Work order => Report every line of the data that includes "dark".

Region pointing data:
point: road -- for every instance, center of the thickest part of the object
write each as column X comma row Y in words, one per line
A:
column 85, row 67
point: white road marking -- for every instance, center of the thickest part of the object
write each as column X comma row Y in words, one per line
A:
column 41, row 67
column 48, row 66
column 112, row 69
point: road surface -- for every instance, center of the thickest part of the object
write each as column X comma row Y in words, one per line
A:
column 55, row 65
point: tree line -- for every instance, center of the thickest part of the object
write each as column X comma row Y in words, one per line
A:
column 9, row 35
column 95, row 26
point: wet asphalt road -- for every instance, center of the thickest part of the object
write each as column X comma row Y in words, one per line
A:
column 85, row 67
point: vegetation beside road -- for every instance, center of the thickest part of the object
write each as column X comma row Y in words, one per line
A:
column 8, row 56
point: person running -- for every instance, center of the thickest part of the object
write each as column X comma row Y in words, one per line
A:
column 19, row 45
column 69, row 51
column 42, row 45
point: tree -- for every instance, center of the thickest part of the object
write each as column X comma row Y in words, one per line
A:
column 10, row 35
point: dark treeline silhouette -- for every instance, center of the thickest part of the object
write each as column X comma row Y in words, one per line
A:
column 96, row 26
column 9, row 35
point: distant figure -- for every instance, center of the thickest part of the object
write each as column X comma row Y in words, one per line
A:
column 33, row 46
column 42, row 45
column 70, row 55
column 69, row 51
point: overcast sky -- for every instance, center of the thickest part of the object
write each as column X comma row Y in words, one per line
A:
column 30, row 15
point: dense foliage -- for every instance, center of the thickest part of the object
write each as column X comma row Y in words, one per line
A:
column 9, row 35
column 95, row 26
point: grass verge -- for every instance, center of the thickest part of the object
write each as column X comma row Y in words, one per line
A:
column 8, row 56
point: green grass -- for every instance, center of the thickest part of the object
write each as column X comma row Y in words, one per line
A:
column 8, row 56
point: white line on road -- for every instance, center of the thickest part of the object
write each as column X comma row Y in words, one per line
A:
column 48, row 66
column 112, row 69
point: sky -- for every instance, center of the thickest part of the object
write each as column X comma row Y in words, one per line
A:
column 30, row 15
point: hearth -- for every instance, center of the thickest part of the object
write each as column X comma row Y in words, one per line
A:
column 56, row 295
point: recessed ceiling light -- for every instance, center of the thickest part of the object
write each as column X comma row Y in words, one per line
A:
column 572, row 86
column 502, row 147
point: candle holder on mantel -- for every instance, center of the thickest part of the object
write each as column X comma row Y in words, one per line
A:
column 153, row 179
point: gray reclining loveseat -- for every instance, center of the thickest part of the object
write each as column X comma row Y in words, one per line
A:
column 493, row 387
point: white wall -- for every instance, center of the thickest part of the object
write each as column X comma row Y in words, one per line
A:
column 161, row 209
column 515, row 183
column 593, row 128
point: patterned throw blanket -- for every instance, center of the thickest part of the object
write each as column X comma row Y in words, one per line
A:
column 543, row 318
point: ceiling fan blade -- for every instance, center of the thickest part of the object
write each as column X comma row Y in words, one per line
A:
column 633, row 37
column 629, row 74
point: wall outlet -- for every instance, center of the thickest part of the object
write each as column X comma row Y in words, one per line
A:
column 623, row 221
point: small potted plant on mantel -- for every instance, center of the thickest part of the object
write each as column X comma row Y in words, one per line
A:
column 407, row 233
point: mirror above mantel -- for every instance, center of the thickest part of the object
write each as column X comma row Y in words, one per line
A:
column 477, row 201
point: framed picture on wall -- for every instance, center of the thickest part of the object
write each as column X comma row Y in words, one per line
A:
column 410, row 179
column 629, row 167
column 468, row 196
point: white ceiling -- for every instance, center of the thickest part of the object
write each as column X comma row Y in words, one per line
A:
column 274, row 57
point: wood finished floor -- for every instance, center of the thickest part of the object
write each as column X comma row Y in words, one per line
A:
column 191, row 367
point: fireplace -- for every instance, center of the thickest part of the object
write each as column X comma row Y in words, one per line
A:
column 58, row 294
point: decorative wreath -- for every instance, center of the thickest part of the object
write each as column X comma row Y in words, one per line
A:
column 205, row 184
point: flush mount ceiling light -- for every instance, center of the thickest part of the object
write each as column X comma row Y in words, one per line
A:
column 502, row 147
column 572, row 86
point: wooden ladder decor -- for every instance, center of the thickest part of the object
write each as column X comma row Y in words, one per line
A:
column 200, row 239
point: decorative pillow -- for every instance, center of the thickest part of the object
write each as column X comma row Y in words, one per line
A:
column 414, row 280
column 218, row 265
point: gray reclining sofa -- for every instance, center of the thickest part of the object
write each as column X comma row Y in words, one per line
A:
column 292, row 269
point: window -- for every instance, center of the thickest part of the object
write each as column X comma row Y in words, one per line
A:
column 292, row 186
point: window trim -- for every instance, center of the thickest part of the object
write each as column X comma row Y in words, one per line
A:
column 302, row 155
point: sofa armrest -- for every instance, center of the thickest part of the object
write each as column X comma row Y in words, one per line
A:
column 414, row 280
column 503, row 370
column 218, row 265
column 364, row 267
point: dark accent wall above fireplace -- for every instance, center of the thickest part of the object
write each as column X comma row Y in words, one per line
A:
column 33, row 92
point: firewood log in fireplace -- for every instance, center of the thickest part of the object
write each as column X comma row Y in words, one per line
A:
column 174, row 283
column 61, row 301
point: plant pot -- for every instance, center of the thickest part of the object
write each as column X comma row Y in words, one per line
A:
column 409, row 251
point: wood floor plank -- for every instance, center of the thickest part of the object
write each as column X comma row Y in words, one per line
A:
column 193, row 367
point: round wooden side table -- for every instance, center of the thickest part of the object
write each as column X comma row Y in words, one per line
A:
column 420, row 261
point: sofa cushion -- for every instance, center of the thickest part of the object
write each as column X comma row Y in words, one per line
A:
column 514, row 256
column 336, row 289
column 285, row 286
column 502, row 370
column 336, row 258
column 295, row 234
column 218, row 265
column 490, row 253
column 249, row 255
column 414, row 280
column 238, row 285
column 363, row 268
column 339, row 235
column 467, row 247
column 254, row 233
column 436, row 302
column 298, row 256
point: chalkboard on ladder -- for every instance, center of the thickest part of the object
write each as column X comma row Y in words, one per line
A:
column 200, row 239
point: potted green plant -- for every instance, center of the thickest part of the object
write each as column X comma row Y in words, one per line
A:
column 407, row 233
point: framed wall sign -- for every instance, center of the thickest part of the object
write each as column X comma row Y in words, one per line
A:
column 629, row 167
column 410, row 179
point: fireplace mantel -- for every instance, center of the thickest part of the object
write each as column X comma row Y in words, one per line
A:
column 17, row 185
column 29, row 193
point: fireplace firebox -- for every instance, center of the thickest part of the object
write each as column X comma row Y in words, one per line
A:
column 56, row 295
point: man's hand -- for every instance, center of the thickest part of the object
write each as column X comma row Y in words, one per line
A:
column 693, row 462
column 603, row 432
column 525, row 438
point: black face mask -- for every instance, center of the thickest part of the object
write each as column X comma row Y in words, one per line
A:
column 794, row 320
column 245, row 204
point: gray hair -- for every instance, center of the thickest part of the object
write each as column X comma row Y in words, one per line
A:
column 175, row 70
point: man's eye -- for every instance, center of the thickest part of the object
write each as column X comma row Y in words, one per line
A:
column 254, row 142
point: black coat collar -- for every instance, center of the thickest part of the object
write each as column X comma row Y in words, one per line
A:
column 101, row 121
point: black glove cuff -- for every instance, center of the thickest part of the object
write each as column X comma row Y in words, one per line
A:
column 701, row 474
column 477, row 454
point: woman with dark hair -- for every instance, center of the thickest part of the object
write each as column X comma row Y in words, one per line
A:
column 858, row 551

Result below =>
point: dark treeline silhouette -- for every instance, center of the thickest part of the object
point: dark accent wall above fireplace -- for every instance, center of the thickest part of the object
point: woman with dark hair -- for every instance, center of the thickest part of the object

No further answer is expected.